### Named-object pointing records
[start]
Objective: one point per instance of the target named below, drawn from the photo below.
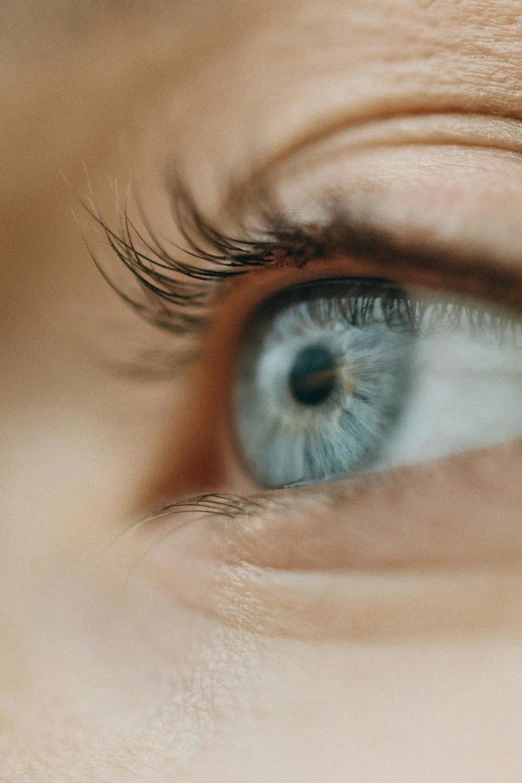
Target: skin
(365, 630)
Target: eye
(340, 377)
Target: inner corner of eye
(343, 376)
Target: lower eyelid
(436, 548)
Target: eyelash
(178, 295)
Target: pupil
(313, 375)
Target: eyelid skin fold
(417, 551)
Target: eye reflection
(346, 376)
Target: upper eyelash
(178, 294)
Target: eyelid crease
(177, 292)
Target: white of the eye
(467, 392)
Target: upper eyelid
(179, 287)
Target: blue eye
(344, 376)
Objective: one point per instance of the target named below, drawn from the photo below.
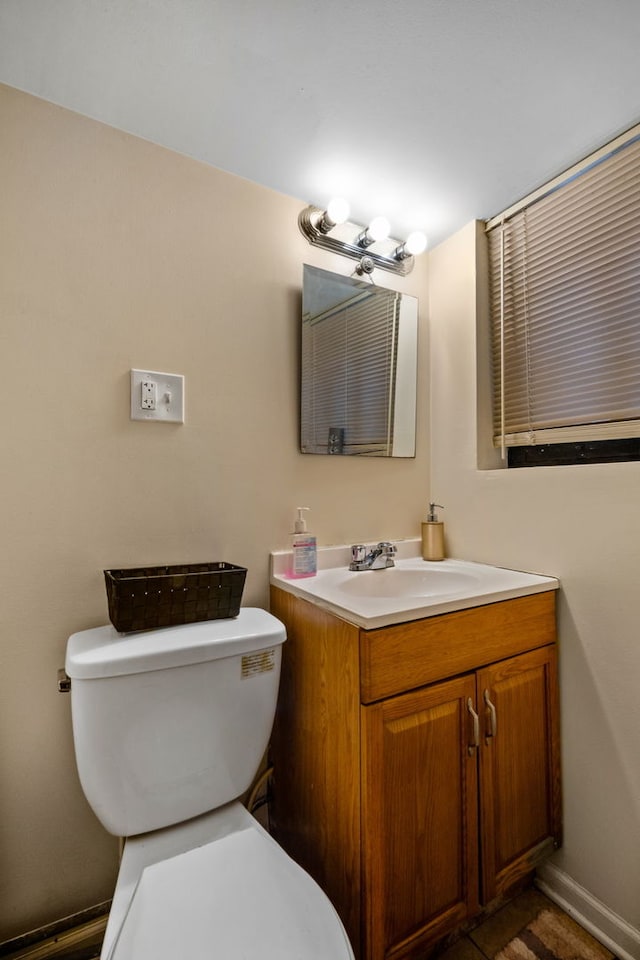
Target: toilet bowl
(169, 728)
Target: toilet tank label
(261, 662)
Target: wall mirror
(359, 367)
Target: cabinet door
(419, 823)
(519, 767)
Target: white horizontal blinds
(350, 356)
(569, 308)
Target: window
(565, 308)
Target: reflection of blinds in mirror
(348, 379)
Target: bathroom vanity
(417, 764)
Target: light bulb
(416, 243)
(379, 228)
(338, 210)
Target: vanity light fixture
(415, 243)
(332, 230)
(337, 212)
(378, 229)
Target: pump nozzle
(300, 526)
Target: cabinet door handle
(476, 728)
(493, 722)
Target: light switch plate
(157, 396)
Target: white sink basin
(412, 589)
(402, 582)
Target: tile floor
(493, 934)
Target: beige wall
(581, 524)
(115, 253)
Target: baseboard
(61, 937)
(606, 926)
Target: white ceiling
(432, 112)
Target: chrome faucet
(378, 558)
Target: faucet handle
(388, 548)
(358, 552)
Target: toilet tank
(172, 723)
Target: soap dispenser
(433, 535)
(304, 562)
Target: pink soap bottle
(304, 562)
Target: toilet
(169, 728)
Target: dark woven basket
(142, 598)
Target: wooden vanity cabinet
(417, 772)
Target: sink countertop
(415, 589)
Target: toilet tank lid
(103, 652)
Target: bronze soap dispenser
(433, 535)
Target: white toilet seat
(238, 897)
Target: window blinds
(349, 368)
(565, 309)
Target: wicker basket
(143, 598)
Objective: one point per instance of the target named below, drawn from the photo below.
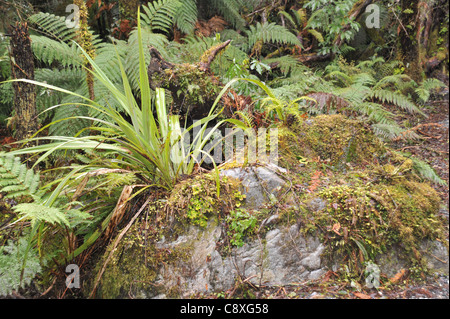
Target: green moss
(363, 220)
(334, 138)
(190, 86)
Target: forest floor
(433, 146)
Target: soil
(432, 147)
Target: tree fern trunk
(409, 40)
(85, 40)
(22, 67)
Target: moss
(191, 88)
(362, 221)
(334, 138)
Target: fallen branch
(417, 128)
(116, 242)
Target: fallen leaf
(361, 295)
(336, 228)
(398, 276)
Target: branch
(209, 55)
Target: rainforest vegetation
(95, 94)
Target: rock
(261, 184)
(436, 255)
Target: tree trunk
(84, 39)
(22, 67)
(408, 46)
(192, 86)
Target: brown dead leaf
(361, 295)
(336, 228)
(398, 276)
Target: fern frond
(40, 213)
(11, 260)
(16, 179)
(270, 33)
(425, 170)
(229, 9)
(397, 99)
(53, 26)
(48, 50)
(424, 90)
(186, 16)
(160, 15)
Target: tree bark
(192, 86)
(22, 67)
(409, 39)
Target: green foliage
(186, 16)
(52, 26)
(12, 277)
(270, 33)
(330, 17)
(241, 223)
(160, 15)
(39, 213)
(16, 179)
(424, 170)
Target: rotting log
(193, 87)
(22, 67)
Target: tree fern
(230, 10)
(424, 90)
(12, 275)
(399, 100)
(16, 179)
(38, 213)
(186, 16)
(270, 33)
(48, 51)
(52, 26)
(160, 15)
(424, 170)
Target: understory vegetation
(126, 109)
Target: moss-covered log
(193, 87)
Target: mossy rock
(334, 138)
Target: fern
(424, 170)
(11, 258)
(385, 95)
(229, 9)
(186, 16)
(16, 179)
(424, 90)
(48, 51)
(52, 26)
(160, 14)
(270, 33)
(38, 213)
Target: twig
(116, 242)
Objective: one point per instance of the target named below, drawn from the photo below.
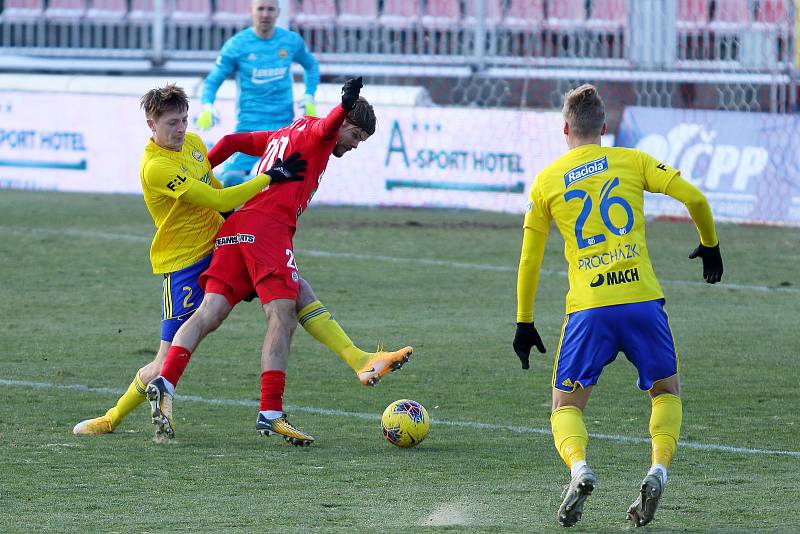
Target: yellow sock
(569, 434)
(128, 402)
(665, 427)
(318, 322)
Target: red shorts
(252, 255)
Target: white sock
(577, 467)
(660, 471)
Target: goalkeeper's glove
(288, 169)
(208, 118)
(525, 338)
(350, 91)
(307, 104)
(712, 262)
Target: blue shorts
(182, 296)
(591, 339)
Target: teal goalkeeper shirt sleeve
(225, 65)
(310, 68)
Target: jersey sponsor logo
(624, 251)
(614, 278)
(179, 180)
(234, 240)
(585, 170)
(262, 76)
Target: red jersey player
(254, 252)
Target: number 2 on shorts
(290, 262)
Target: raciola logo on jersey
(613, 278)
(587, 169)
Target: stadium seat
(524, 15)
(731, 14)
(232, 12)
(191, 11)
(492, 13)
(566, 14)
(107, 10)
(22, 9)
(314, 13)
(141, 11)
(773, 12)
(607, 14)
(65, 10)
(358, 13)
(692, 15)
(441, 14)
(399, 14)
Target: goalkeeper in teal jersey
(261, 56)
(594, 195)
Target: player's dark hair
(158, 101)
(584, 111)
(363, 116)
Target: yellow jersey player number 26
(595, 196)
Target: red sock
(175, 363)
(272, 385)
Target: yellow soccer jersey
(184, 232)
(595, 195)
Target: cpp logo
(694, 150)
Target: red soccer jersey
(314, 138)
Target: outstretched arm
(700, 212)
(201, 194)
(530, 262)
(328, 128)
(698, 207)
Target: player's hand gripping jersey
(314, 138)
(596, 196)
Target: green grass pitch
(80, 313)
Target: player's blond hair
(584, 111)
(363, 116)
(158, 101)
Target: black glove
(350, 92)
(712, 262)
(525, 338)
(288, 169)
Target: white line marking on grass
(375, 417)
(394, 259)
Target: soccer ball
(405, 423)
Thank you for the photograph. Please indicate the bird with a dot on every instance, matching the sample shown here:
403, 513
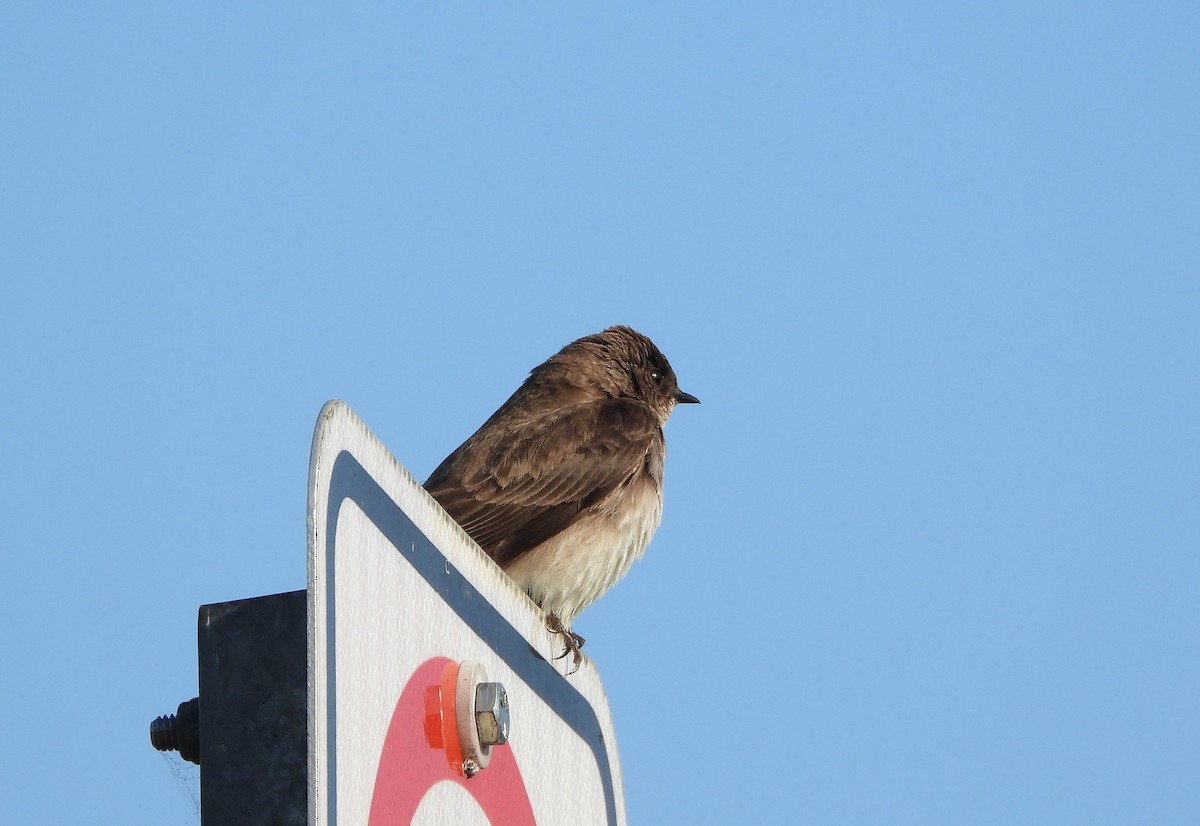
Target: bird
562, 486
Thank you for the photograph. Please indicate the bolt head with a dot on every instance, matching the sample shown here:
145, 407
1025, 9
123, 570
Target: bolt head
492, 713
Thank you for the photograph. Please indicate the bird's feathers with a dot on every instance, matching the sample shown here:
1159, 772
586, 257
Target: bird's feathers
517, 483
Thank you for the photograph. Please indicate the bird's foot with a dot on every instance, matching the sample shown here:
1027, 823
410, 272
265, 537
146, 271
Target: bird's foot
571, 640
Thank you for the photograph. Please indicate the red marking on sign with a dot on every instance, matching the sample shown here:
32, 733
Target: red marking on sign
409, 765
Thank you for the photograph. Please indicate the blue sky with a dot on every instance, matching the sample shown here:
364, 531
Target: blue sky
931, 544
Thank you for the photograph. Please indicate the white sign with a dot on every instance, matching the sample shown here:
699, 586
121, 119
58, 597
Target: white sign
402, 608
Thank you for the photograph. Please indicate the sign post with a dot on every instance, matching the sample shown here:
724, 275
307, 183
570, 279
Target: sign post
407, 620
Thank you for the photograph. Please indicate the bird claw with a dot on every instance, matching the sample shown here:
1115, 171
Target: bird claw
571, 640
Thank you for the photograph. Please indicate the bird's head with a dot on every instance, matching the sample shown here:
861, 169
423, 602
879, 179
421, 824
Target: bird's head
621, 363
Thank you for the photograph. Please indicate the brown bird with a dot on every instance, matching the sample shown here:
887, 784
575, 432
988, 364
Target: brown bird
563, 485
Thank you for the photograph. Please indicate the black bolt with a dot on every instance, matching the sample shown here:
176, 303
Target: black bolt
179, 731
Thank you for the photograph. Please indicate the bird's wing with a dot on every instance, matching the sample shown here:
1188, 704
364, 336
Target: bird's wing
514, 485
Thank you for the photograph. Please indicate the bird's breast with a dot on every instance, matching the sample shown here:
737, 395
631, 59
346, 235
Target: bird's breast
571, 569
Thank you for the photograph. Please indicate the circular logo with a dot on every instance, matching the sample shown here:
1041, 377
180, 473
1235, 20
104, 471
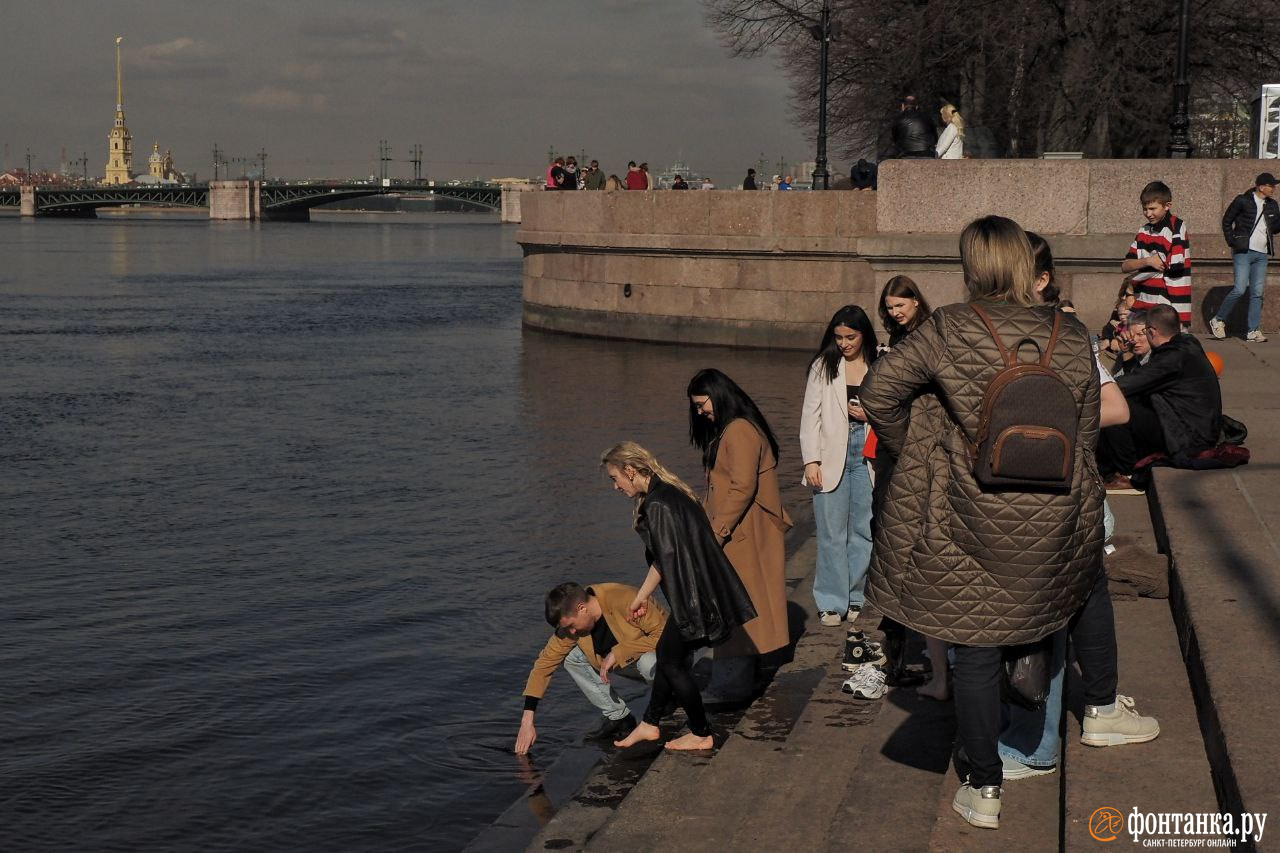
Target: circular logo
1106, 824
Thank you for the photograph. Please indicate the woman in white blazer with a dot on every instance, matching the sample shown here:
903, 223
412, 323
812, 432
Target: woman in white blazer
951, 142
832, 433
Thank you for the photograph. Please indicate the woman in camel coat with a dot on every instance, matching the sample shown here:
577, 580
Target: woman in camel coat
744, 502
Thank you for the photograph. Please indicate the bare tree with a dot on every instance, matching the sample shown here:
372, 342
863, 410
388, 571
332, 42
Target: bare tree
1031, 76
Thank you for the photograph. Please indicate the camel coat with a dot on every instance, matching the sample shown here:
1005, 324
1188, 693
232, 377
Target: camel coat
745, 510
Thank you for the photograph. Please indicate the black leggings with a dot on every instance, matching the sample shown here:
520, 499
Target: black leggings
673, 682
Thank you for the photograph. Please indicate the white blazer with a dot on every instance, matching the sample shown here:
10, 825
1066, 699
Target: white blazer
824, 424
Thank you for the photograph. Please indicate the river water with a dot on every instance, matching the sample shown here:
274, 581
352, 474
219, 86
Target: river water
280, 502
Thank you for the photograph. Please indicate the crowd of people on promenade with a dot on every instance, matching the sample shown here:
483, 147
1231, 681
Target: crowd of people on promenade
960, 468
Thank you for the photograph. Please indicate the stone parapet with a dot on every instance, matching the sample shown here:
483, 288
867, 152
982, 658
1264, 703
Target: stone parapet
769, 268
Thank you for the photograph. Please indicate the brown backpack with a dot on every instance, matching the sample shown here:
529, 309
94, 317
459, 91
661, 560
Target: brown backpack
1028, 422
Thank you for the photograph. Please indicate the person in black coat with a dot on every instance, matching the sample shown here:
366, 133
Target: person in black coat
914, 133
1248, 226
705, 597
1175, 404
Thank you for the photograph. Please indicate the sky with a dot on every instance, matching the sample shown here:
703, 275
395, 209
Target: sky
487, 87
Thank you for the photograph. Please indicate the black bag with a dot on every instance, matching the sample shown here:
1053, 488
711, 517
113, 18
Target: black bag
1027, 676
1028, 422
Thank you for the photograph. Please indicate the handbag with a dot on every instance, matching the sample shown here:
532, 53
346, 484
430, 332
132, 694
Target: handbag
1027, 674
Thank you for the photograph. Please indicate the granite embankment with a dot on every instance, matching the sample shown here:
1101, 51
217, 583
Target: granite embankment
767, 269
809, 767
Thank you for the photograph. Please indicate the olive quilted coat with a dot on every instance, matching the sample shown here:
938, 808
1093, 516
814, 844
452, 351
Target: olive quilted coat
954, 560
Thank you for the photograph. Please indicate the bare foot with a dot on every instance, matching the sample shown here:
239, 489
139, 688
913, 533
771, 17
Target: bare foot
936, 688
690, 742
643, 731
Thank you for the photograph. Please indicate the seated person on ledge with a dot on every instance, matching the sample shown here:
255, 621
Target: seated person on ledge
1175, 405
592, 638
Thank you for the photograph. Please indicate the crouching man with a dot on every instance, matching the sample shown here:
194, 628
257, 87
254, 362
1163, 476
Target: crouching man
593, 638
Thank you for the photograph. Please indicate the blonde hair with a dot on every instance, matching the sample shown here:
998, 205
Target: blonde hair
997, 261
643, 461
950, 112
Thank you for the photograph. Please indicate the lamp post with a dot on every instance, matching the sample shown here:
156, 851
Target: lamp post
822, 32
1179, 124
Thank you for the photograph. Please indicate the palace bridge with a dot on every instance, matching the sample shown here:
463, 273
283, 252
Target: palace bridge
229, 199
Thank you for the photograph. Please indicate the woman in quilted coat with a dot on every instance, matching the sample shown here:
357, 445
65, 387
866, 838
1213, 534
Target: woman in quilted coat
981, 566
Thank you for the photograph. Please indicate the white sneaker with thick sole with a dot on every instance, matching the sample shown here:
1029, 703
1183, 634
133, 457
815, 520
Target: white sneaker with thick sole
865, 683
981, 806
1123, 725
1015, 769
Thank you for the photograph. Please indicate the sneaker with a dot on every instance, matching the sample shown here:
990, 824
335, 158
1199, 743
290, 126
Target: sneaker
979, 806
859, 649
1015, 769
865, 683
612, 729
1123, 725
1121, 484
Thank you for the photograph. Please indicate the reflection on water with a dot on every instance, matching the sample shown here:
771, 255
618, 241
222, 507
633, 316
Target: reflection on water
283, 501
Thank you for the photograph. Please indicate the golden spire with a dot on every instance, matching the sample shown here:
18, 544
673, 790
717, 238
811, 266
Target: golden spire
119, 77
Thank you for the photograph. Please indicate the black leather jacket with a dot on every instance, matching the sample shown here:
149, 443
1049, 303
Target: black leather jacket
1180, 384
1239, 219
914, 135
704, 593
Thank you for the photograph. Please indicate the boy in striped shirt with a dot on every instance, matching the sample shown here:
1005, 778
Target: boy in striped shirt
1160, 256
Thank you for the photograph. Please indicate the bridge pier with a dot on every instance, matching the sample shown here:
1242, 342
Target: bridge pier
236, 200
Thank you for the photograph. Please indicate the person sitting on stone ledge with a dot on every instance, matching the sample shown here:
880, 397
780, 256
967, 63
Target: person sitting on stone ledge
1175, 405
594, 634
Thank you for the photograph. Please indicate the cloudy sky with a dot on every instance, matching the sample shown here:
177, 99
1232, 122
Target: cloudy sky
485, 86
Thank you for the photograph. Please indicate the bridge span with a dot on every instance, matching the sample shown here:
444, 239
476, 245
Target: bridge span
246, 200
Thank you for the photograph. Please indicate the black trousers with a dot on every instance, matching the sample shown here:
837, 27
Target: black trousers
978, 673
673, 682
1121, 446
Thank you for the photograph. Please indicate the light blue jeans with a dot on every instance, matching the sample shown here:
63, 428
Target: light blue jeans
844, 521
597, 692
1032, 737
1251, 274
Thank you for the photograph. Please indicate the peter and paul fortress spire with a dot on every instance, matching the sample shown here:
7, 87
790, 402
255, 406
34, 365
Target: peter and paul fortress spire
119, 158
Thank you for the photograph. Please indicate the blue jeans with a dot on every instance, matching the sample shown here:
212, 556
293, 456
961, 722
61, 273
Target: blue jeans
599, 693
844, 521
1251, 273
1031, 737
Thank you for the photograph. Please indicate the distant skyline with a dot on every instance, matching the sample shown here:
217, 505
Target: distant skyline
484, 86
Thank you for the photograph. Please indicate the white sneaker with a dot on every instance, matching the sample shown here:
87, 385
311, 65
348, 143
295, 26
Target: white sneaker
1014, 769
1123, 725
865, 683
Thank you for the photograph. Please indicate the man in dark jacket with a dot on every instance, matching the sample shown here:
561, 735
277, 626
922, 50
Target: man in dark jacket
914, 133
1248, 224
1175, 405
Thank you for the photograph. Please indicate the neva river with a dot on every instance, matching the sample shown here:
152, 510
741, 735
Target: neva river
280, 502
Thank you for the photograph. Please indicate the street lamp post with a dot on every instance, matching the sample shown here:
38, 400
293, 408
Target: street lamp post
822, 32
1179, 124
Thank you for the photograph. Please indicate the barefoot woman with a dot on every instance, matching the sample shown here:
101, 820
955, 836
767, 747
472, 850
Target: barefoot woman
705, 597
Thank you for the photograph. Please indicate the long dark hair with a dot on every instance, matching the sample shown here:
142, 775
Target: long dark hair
[end]
### Do this
Output the line containing "white sneaker with a" and all lines after it to the end of the records, exactly as given.

### Response to the task
Thank you for the photograph. Please indicate the white sneaker with a dot on every instance, matching the sample shown here:
87, 385
311, 65
348, 143
295, 26
Target: white sneaker
1014, 769
1123, 725
865, 683
Thank you for the photograph. Please indicate the man in dark jacket with a dot on every instance, matching the sample shown here:
561, 735
277, 626
922, 50
Target: man in dark jacket
914, 133
1248, 224
1175, 405
Thank you for the photograph. Please indicate the neva river with a dot on every instance, matching the sample shown here:
152, 510
741, 735
Target: neva river
280, 502
Thank you for the photograph. Please indicate the street lamp post with a dot on every instance, matching the sample shown here:
38, 400
293, 408
Target: street lamp post
822, 32
1179, 124
Thank you for the photograph. Please indicate the barefoot woman with a dot on every instance, matching the sample shown here:
101, 820
955, 836
767, 747
472, 850
Target: barefoot woman
705, 597
Thank you for the photograph. Please indicate the long dark hair with a dot on every instance, matching the sample shown here:
142, 775
Target: long dark hair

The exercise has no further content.